Exercise details:
Find the line containing "identify the flagpole". Reproduce it and every line after it up to the end of the records, exactly as written.

Referring expression grounding data
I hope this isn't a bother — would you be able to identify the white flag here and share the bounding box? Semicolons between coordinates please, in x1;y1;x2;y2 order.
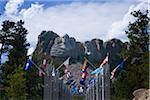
63;57;70;69
52;67;55;77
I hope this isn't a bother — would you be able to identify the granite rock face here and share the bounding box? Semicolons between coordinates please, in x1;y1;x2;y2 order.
34;31;59;55
34;31;123;67
50;34;84;60
84;39;106;63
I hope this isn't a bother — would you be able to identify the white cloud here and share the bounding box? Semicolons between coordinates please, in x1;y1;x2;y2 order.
27;47;34;55
5;0;24;15
0;0;148;53
21;2;132;42
108;1;149;41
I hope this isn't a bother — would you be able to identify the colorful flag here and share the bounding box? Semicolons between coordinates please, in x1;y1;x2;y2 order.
100;56;108;67
81;59;90;72
91;67;103;75
24;59;33;71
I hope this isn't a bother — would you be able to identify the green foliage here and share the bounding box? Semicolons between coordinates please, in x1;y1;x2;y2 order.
2;20;30;76
1;20;30;99
25;59;43;99
112;10;149;100
125;10;149;53
6;66;27;100
112;52;149;100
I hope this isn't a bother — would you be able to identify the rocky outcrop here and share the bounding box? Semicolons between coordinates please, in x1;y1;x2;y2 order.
103;39;123;68
50;34;84;60
34;31;124;68
84;39;106;63
33;31;59;56
132;89;150;100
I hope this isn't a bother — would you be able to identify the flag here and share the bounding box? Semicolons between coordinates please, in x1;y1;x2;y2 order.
71;83;78;94
79;86;84;93
63;57;70;69
63;57;72;79
100;56;108;67
24;59;33;71
66;79;74;85
42;59;47;69
81;59;90;72
110;66;119;80
110;60;125;80
80;78;86;85
87;76;95;91
39;69;43;77
91;67;103;75
52;67;56;77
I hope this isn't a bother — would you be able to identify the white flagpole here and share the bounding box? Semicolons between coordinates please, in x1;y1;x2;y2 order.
56;57;70;71
102;68;104;100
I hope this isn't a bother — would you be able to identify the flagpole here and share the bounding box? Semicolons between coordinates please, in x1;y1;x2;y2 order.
30;60;45;75
56;57;70;71
102;68;104;100
84;57;96;69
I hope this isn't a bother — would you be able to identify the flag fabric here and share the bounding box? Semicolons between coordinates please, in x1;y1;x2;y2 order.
66;79;74;85
100;56;108;67
87;76;95;91
80;78;86;85
24;59;33;71
91;67;103;75
63;57;70;69
39;69;43;77
81;59;90;72
42;59;47;69
79;86;84;93
110;60;125;80
71;83;78;94
80;72;88;85
81;59;88;71
51;67;56;77
110;66;119;80
63;57;72;79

Solved problem:
I hope this isn't a bother — would you be able to identify the flagpole here and share the bounding box? Semicolons between coordinates please, in x1;y1;x2;y2 order.
30;60;45;75
56;57;70;71
102;68;104;100
84;57;96;69
I hope this isn't a bother — would you be able to identify the flag fabric here and share the bounding box? Semicolons between coordinates please, in x1;y1;x2;y2 order.
66;79;74;85
100;56;108;67
87;76;95;91
80;78;86;85
24;59;33;71
91;67;103;75
63;57;70;69
39;69;43;77
81;59;90;72
42;59;47;69
79;86;84;93
110;60;125;80
71;83;78;94
80;72;88;85
81;59;88;71
51;67;56;77
110;66;119;80
63;57;72;79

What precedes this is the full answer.